Task brief:
Could you reproduce the records below line for line, keeping every character unchanged?

# # # # # # #

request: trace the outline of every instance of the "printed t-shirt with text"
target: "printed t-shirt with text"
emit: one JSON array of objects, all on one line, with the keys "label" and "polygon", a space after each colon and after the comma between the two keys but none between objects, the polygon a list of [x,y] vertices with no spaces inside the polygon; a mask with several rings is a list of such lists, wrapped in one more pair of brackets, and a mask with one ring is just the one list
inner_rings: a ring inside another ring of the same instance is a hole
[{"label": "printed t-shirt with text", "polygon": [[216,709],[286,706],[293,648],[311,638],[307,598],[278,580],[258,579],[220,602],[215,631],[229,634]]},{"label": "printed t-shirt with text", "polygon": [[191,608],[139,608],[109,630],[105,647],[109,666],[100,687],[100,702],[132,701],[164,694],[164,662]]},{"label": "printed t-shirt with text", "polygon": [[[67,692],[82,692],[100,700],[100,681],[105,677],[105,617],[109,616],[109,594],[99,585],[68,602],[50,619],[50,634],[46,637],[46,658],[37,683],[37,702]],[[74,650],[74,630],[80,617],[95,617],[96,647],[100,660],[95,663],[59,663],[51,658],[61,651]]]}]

# # # # # # #

Task result:
request: trace the outline of every instance of the "printed t-shirt with text"
target: "printed t-shirt with text"
emit: one JSON array of objects, all on one line, with the keys "label" and "polygon", a space after each colon and after the comma between the two keys but none between objects, the polygon a list of [x,y] vertices with no spaces inside the polygon; a mask with several rings is a list of such lists, wrapped in one more pair of brackets, and a mask with one ring is just the one list
inner_rings: a ring inside another ring of the same instance is a hole
[{"label": "printed t-shirt with text", "polygon": [[216,709],[286,706],[293,648],[311,638],[307,598],[278,580],[258,579],[220,602],[215,631],[229,634]]},{"label": "printed t-shirt with text", "polygon": [[191,608],[139,608],[109,630],[105,647],[109,666],[100,687],[100,702],[132,701],[164,694],[164,662]]},{"label": "printed t-shirt with text", "polygon": [[[67,692],[82,692],[100,700],[100,681],[105,677],[105,617],[109,616],[109,594],[99,585],[68,602],[50,619],[50,634],[46,637],[46,658],[37,683],[37,702]],[[74,650],[74,630],[80,617],[95,617],[96,647],[100,660],[95,663],[59,663],[51,658],[61,651]]]}]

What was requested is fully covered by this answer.